Collected data entries:
---+---

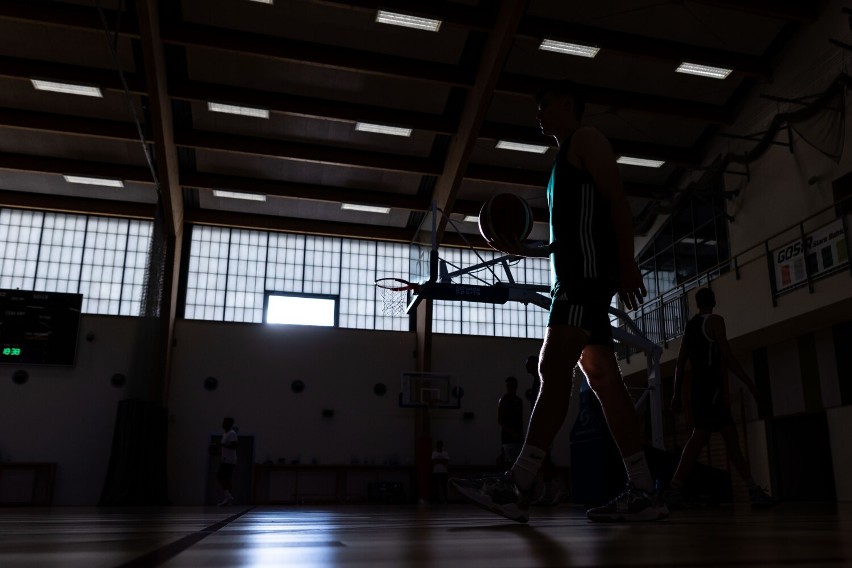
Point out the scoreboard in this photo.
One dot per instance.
(39, 328)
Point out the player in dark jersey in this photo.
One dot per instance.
(705, 347)
(591, 257)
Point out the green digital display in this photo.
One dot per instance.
(39, 328)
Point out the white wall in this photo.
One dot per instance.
(67, 414)
(255, 365)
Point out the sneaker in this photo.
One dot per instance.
(674, 498)
(631, 505)
(498, 494)
(760, 499)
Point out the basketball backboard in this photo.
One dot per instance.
(433, 390)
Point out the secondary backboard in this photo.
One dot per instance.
(433, 390)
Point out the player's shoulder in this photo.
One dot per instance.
(586, 133)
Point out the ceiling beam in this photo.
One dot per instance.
(66, 124)
(18, 68)
(306, 53)
(305, 191)
(204, 140)
(537, 29)
(526, 86)
(297, 225)
(60, 166)
(311, 106)
(64, 15)
(476, 104)
(538, 179)
(789, 10)
(450, 13)
(76, 205)
(531, 135)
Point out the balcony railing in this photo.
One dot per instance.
(816, 247)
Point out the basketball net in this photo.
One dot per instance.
(393, 301)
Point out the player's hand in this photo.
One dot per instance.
(631, 287)
(755, 393)
(676, 404)
(508, 244)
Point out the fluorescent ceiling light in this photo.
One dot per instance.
(381, 129)
(569, 48)
(94, 181)
(703, 70)
(631, 161)
(68, 88)
(694, 241)
(394, 19)
(242, 111)
(239, 195)
(521, 147)
(364, 208)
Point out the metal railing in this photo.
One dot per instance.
(663, 319)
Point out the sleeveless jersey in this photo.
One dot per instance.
(583, 242)
(706, 361)
(514, 416)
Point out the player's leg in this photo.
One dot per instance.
(758, 496)
(509, 495)
(639, 500)
(696, 442)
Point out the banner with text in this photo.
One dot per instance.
(820, 253)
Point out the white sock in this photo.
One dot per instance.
(527, 465)
(638, 473)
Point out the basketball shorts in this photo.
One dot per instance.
(710, 412)
(584, 304)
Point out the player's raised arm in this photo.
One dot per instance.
(595, 151)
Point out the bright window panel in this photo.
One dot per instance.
(300, 310)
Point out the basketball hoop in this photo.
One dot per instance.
(394, 294)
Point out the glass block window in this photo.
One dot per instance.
(207, 274)
(231, 272)
(20, 235)
(103, 258)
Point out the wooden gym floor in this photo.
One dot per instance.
(397, 536)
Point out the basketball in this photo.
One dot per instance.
(505, 216)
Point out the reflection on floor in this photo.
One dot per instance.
(394, 536)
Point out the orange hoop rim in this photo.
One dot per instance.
(395, 284)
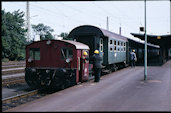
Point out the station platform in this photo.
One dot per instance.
(123, 90)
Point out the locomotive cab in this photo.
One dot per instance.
(55, 64)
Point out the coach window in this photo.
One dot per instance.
(34, 54)
(118, 46)
(66, 53)
(114, 45)
(101, 44)
(111, 41)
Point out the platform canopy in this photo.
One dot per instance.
(161, 40)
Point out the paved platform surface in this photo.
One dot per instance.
(124, 90)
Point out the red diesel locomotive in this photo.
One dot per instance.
(55, 64)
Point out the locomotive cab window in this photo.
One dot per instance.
(66, 53)
(34, 54)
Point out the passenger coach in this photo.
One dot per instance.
(113, 48)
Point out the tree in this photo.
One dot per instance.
(43, 30)
(13, 35)
(65, 36)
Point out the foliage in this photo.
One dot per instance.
(13, 35)
(65, 36)
(43, 30)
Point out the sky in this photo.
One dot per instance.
(63, 16)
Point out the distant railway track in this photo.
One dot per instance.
(12, 81)
(13, 71)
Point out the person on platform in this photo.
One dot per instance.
(133, 58)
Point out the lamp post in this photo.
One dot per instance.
(145, 47)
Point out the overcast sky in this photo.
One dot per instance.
(63, 16)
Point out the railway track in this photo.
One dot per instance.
(14, 101)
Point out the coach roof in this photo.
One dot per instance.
(93, 30)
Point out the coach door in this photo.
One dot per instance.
(101, 49)
(84, 68)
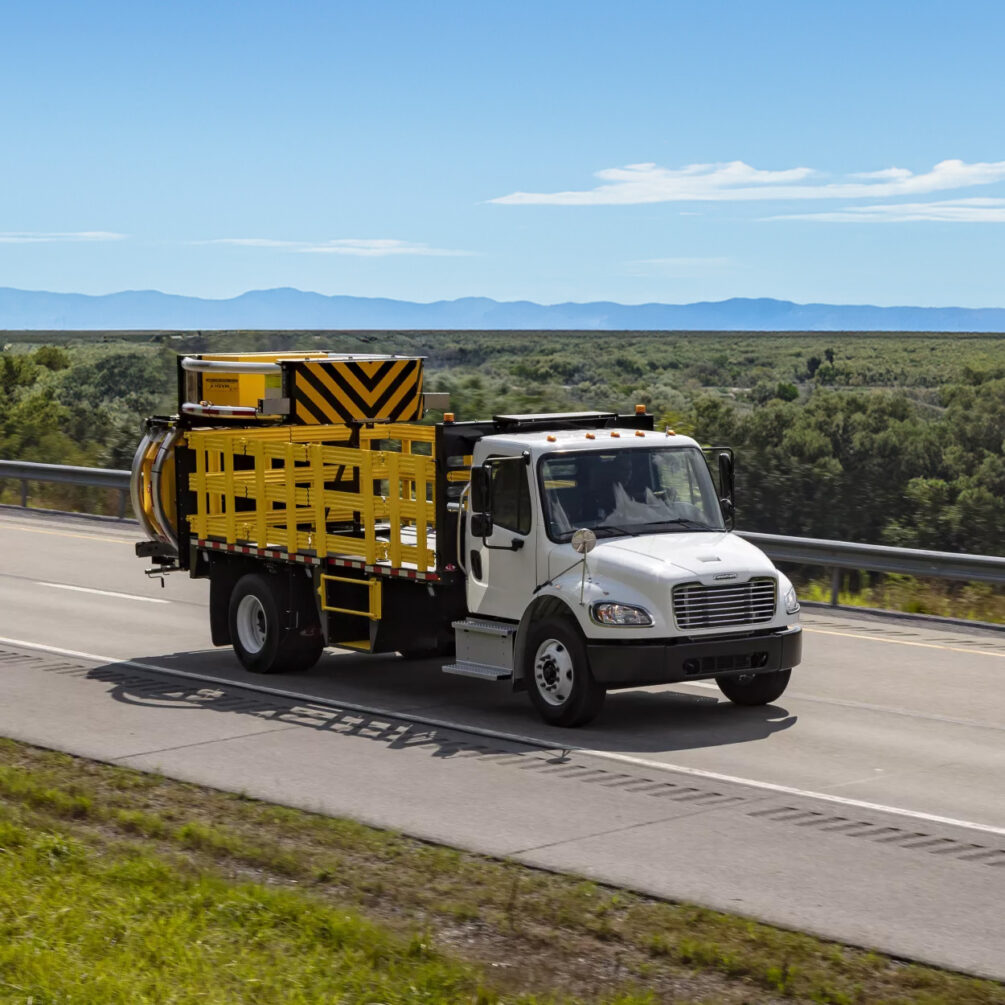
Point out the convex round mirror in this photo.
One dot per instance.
(584, 541)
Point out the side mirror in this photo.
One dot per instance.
(480, 489)
(481, 525)
(726, 486)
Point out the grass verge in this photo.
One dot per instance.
(121, 886)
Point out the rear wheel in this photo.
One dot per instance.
(754, 688)
(558, 674)
(257, 614)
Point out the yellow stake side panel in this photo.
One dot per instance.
(306, 489)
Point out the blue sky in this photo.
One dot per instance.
(650, 151)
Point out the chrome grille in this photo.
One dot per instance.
(697, 606)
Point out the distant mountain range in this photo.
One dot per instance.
(294, 309)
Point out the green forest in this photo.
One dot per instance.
(893, 438)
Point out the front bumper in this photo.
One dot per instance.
(629, 664)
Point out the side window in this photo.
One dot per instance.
(511, 495)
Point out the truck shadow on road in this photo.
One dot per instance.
(393, 692)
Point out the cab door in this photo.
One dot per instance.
(501, 569)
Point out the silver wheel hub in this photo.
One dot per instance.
(252, 628)
(554, 673)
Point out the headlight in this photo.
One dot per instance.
(620, 615)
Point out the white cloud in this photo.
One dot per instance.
(739, 182)
(362, 247)
(948, 211)
(29, 237)
(251, 242)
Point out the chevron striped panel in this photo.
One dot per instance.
(327, 392)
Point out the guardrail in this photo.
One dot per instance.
(833, 555)
(840, 555)
(95, 477)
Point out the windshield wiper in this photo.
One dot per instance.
(688, 525)
(613, 529)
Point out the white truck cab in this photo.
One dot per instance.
(601, 558)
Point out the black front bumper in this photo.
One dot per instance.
(630, 664)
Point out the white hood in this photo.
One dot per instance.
(643, 571)
(712, 558)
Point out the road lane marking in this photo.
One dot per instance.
(863, 706)
(66, 534)
(902, 641)
(527, 741)
(104, 593)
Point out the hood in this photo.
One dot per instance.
(712, 558)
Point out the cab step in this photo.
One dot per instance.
(484, 649)
(464, 668)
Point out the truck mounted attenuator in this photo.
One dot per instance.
(567, 553)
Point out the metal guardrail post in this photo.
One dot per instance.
(26, 471)
(833, 555)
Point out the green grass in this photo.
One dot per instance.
(119, 886)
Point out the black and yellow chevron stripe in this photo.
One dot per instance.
(338, 391)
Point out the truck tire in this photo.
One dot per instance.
(558, 675)
(256, 611)
(754, 688)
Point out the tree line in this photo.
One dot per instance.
(886, 439)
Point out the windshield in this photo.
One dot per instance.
(628, 491)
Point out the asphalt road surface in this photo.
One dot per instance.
(866, 805)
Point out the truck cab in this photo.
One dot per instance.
(601, 557)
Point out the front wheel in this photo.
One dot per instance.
(754, 688)
(558, 675)
(261, 642)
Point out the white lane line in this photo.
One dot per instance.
(479, 731)
(903, 641)
(104, 593)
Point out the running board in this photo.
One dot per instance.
(484, 648)
(465, 668)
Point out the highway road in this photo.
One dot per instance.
(866, 805)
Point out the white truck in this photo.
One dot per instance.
(568, 554)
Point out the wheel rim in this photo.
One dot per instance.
(252, 627)
(554, 672)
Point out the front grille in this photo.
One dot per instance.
(696, 606)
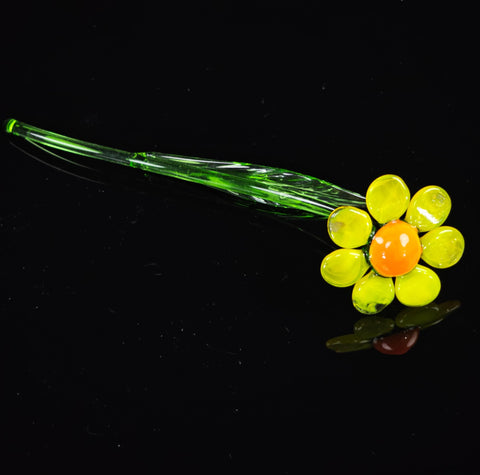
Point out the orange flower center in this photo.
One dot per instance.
(395, 249)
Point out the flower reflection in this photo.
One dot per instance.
(392, 336)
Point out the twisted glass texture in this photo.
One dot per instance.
(266, 185)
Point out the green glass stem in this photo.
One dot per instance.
(266, 185)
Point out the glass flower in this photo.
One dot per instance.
(390, 248)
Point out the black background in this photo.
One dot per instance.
(153, 323)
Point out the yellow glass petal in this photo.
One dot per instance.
(343, 267)
(349, 227)
(442, 247)
(372, 293)
(387, 198)
(419, 287)
(429, 208)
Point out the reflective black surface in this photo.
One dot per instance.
(152, 322)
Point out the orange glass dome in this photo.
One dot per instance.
(395, 249)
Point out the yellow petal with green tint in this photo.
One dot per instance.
(349, 227)
(372, 293)
(343, 267)
(442, 247)
(429, 208)
(387, 198)
(419, 287)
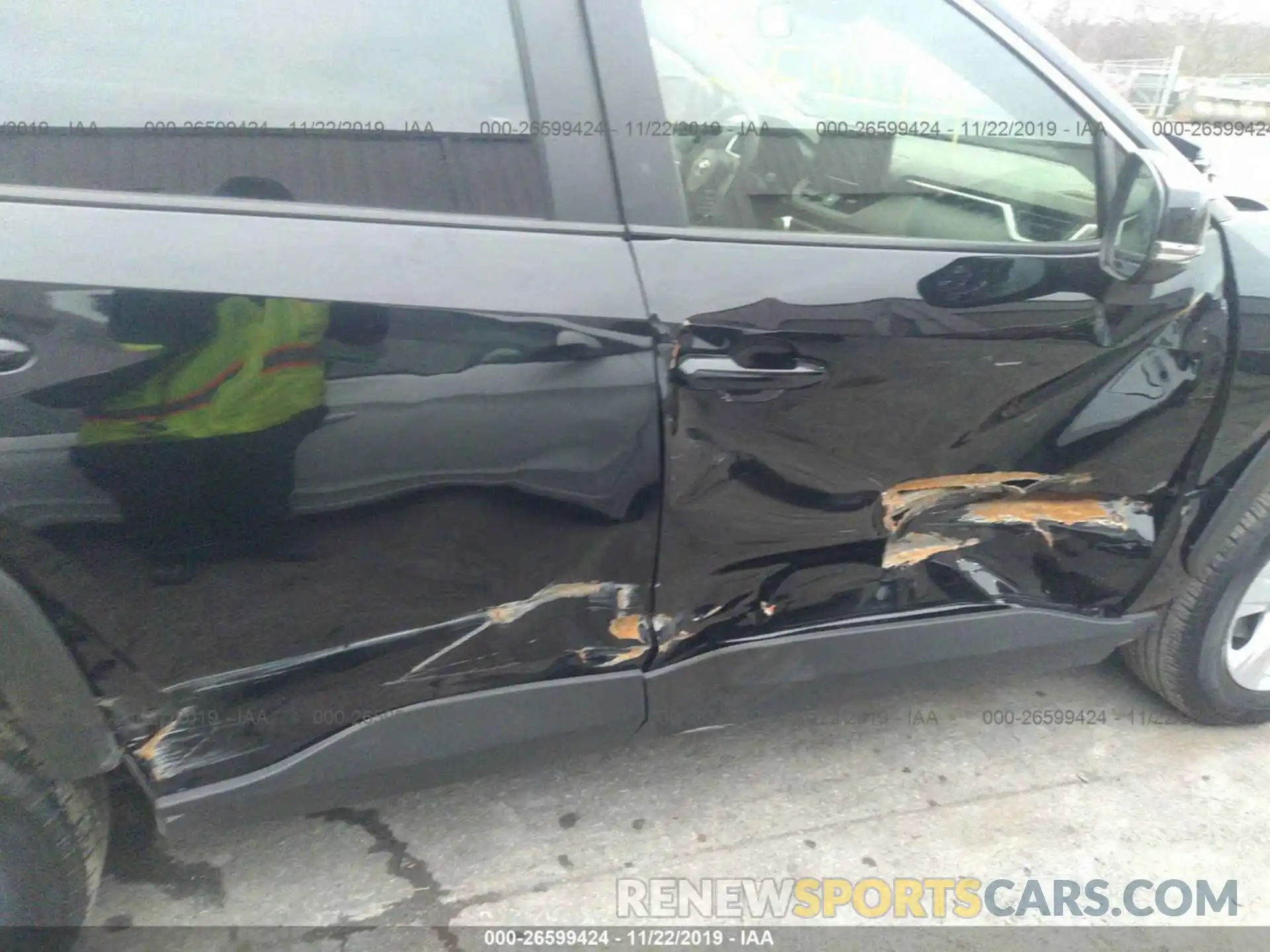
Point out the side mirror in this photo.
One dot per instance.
(1191, 153)
(1158, 220)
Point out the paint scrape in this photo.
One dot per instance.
(905, 500)
(919, 546)
(624, 626)
(628, 627)
(1046, 513)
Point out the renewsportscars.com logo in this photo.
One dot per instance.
(929, 898)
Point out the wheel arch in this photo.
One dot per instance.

---+---

▸ **Assignment**
Find each line above that contains "basketball", and copy those lines.

▸ **Answer below**
Point out the basketball backboard in this photo.
Point out the basketball net in this photo.
Point out the basketball shorts in this photo.
Point out the basketball hoop in this photo.
Point out the basketball in this photo.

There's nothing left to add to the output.